### [EXERCISE REQUIREMENTS]
Please write out only the lines from the line with "Target: reclining buddha statue" to the line with "Target: overcast grey sky", inclusive, exactly as they stand below, without the pictures.
::::::
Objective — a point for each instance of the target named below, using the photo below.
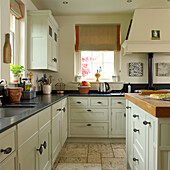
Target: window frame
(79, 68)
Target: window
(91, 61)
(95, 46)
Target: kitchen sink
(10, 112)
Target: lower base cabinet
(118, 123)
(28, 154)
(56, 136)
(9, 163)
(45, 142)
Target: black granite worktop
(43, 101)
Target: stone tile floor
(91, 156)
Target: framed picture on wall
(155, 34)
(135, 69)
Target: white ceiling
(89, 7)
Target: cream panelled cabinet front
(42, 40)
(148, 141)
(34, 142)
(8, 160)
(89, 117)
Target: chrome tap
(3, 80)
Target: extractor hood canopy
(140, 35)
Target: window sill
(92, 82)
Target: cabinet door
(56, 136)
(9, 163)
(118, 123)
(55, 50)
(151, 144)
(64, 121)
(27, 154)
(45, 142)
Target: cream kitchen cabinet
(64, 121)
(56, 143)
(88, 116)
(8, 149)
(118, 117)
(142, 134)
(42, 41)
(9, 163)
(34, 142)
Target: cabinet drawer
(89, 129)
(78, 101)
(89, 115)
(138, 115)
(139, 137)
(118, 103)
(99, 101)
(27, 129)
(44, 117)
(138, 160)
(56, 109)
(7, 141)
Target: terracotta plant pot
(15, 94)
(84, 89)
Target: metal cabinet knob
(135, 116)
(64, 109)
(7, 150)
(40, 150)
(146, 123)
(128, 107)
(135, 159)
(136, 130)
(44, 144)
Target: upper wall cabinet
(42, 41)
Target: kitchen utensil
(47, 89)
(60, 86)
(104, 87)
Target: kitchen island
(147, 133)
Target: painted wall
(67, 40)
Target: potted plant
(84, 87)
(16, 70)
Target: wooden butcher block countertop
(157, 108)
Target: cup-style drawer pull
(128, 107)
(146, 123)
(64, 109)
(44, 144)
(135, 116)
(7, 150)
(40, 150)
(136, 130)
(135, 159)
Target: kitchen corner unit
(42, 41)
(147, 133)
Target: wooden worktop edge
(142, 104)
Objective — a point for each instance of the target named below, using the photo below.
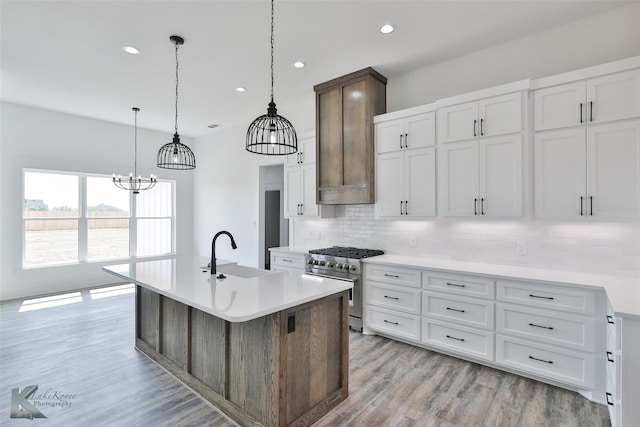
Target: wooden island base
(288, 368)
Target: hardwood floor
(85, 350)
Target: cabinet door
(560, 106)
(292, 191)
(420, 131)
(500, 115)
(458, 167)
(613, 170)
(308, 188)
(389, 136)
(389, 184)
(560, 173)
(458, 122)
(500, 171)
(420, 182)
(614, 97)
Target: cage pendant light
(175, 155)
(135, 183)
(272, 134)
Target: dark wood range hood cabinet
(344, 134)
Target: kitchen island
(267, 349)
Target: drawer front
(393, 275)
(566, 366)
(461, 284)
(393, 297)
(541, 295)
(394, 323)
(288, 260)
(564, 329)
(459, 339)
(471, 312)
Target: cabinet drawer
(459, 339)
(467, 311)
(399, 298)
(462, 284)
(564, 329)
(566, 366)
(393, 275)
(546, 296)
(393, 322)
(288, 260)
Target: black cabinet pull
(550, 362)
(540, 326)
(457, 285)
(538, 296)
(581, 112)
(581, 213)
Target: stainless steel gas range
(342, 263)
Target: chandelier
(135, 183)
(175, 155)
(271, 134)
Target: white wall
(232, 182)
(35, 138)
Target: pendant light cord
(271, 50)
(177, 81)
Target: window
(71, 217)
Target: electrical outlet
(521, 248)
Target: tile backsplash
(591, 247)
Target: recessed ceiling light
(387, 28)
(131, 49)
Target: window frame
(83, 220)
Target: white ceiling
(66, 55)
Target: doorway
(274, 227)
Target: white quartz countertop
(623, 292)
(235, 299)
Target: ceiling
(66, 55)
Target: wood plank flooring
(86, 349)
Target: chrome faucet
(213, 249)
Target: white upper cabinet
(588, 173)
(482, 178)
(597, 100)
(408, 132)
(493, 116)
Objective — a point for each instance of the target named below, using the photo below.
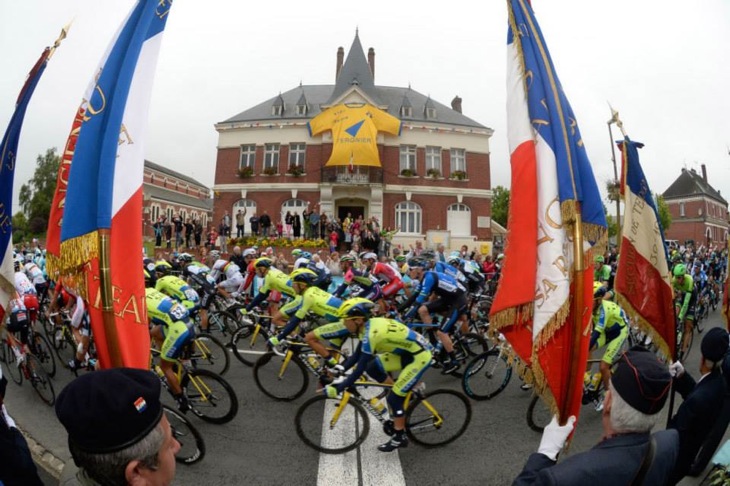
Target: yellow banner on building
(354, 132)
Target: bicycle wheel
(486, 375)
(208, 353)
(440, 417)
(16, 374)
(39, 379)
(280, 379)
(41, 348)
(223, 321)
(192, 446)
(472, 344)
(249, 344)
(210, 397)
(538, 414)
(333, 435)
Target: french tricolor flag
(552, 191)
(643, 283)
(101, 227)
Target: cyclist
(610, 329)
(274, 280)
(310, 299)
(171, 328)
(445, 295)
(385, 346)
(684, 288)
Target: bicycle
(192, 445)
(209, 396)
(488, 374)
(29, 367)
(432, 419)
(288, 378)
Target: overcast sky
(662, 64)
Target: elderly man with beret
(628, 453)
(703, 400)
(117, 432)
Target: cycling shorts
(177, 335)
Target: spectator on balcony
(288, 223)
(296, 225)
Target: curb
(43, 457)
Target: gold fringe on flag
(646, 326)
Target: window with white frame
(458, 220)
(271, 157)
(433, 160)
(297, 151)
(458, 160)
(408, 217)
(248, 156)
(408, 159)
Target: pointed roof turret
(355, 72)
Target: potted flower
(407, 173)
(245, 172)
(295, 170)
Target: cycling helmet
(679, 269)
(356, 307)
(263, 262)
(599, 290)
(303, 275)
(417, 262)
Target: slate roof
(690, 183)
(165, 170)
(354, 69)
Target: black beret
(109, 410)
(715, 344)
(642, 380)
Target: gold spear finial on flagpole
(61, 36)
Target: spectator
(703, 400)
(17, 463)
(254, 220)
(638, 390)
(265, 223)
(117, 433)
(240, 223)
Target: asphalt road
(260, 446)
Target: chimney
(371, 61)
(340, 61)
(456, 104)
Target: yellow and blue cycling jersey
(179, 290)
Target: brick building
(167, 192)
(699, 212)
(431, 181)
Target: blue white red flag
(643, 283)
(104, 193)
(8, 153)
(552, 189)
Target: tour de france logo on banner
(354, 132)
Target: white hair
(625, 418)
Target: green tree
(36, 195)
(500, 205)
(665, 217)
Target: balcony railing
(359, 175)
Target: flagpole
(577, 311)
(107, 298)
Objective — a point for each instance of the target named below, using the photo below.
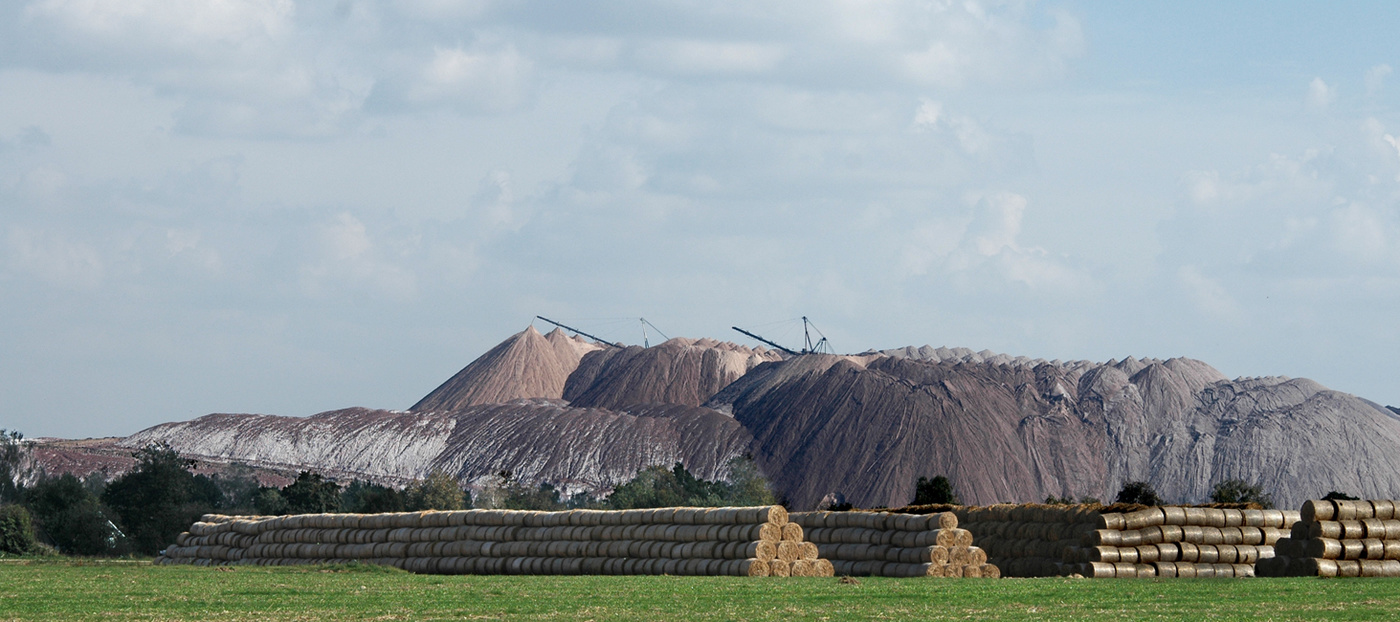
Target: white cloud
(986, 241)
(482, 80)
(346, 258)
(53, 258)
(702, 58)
::::::
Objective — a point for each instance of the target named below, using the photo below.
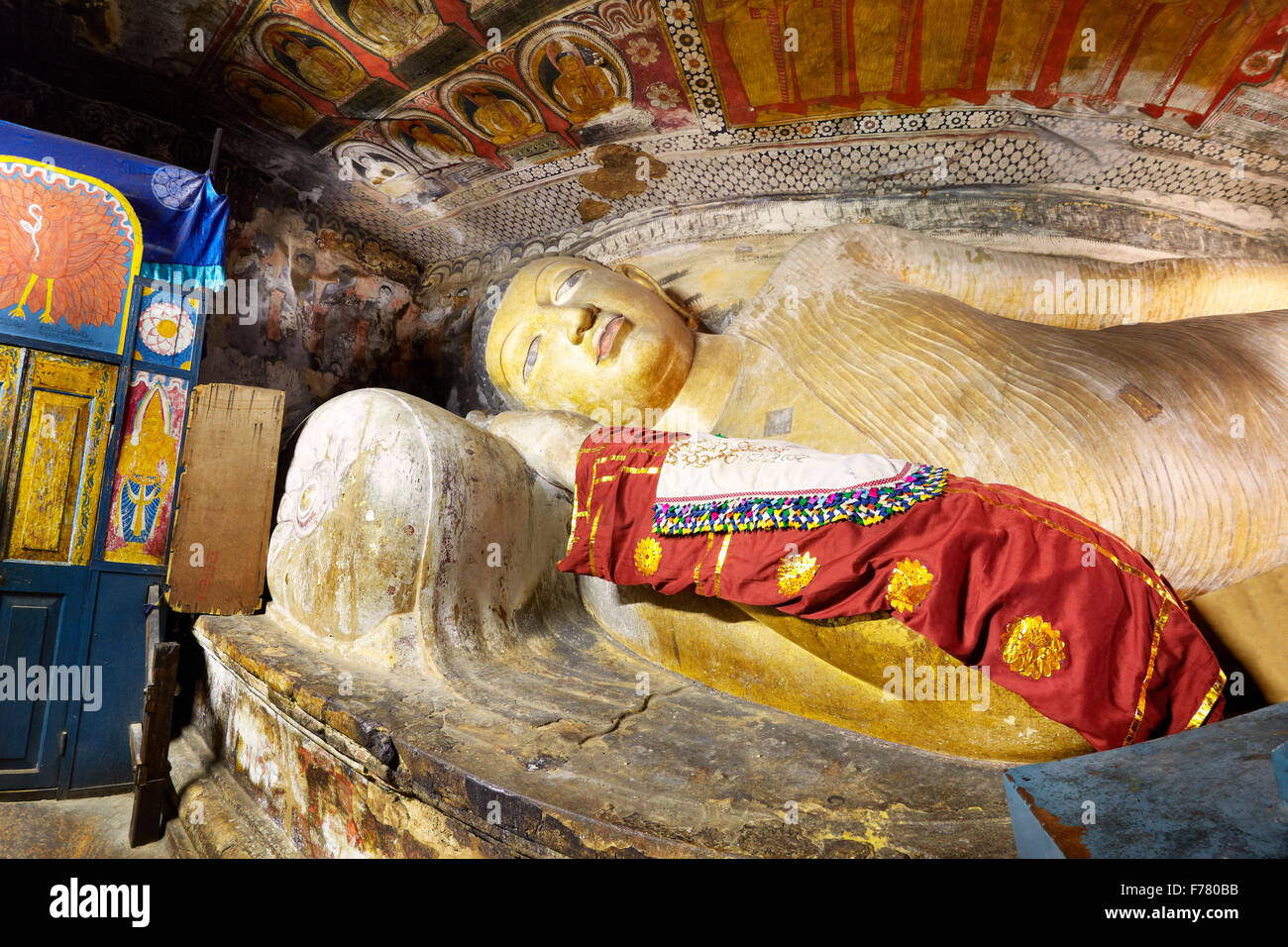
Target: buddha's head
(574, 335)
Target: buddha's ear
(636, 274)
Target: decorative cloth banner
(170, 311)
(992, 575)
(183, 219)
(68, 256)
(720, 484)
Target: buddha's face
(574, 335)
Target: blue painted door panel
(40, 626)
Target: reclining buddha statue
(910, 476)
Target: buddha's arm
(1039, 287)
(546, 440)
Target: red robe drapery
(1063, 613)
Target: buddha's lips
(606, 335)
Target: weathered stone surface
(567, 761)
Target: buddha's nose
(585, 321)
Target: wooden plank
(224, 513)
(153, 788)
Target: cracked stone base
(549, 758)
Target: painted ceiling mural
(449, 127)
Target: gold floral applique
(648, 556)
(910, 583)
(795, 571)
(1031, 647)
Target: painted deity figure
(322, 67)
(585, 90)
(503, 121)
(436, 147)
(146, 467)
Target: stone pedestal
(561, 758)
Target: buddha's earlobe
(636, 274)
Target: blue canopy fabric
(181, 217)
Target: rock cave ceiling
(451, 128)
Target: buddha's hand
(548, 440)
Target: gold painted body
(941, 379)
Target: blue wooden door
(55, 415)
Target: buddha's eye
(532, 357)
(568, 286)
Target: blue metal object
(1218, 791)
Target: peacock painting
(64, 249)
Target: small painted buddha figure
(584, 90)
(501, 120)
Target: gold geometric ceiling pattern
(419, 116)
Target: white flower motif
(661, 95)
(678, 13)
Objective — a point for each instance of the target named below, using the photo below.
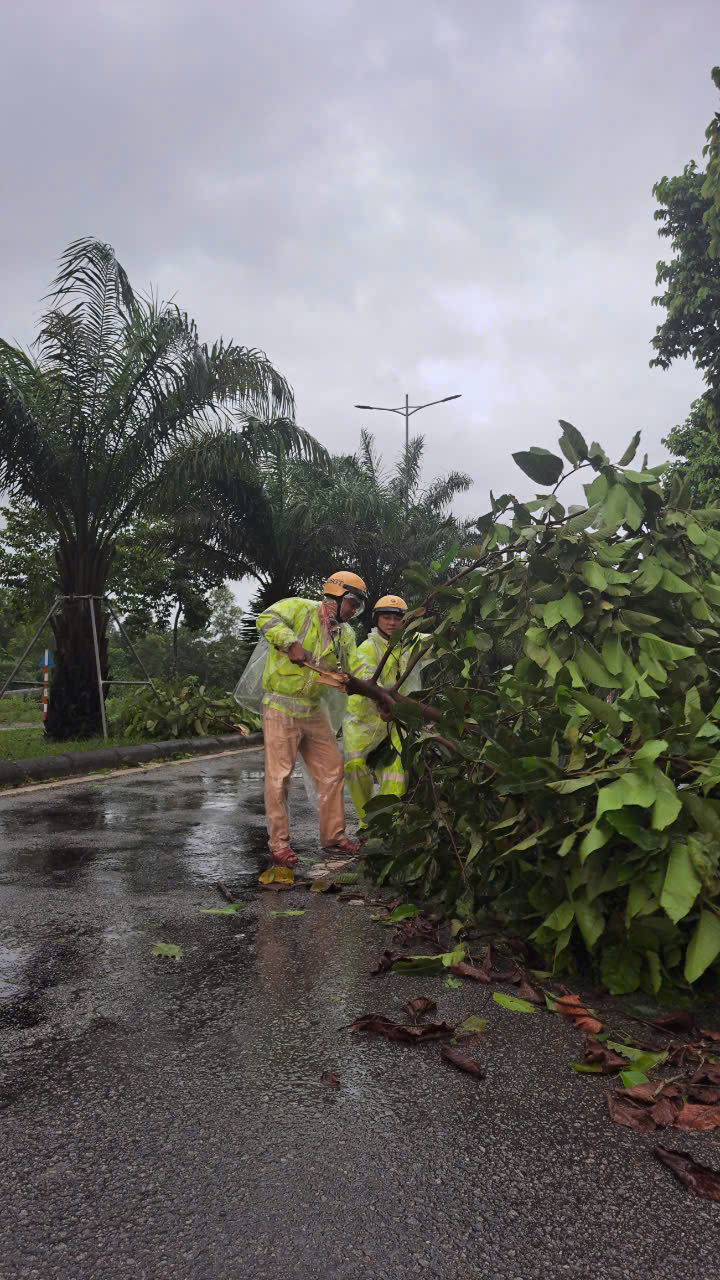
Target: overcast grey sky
::::::
### [FINISHED EXERCISE]
Target: reclining buddha statue
(910, 476)
Target: buddha's arm
(1039, 287)
(546, 440)
Target: red robe drapery
(1063, 613)
Target: buddha's lips
(606, 335)
Target: weathered stone surface
(567, 761)
Target: buddha's nose
(585, 321)
Target: wooden plank
(224, 513)
(153, 788)
Target: cracked stone base
(549, 758)
Target: painted ceiling mural
(449, 127)
Target: gold floral applique
(648, 556)
(910, 583)
(795, 571)
(1031, 647)
Target: painted deity figure
(322, 67)
(585, 90)
(503, 121)
(436, 147)
(146, 467)
Target: stone pedestal
(561, 758)
Target: buddha's earlobe
(636, 274)
Target: blue canopy fabric
(181, 217)
Target: rock cave ceiling
(451, 128)
Target: buddha's hand
(548, 440)
Target: gold painted body
(941, 379)
Target: blue wooden door
(55, 415)
Target: buddha's eye
(532, 357)
(568, 286)
Target: blue metal object
(1218, 791)
Target: peacock painting
(64, 249)
Target: small painted buddha figure
(584, 90)
(501, 120)
Target: gold geometric ceiling pattern
(419, 116)
Target: white flower motif
(661, 95)
(678, 13)
Objective — a point for each instance of the target named below, using the photo below.
Target: overcast grey sky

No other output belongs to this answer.